### GOAL
Render the records below as a two-column CSV with the columns text and answer. Include only the part that opens with the line containing "Question. Indicate one point on each instance of the dark" and closes with the line containing "[(90, 197)]", both lines included. Give one row per record, put each field in quotes, and replace any line breaks with spaces.
--- START DATA SHOWN ---
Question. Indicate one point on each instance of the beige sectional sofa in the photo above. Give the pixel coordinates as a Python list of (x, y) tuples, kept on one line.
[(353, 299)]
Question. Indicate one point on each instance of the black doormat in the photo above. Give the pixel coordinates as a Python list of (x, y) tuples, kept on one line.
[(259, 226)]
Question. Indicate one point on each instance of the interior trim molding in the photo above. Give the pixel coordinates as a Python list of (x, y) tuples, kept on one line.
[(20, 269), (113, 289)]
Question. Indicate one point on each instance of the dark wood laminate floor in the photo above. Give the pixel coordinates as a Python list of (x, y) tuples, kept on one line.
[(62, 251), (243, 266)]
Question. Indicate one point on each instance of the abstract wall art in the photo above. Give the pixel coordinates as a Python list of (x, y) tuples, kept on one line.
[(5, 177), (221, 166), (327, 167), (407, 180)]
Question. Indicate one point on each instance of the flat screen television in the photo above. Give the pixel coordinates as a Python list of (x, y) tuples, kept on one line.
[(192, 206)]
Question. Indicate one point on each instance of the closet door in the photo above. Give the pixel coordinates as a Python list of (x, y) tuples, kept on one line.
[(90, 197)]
--- END DATA SHOWN ---
--- START DATA SHOWN ---
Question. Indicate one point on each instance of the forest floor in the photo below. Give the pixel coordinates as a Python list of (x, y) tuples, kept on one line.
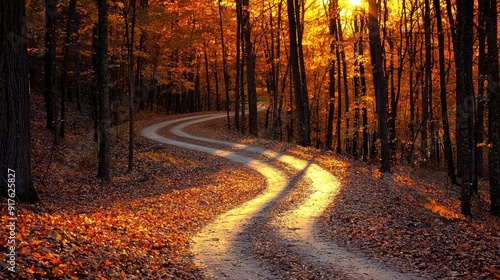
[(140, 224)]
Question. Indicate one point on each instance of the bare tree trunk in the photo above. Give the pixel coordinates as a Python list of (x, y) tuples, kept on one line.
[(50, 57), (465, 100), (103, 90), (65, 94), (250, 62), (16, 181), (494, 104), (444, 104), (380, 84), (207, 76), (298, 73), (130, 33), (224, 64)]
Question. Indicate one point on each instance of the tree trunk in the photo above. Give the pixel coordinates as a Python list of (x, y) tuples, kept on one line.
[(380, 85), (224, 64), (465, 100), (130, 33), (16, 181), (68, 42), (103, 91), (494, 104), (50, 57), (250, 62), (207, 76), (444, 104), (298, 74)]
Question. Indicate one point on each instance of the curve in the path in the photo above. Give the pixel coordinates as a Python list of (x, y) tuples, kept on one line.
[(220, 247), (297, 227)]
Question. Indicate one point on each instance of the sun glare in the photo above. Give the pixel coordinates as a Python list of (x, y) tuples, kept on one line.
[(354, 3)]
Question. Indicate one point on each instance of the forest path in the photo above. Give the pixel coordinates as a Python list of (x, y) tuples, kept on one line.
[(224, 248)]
--- END DATA SHOWN ---
### SOLVED PROBLEM
text,answer
"Question. Indicate one point on each instance of the dark wood laminate floor in the photo above. Give the pixel coordinates as a Python list of (x, y) tuples, kept on one line.","[(62, 251), (243, 266)]"
"Question. Indicate one point on each instance of the abstract wall art in the photo above. Give the pixel coordinates as a Python list of (x, y) tuples, kept on one line.","[(5, 177), (221, 166), (327, 167), (407, 180)]"
"Question. Indicate one point on each instance of the flat screen television in the photo above. Give the pixel coordinates as a Python list of (x, y) tuples, kept on one line.","[(192, 206)]"
"Question. Indicate one point on each instance of the closet door in the photo above. Give the pixel coordinates as a Python list of (x, y) tuples, kept on one line.","[(90, 197)]"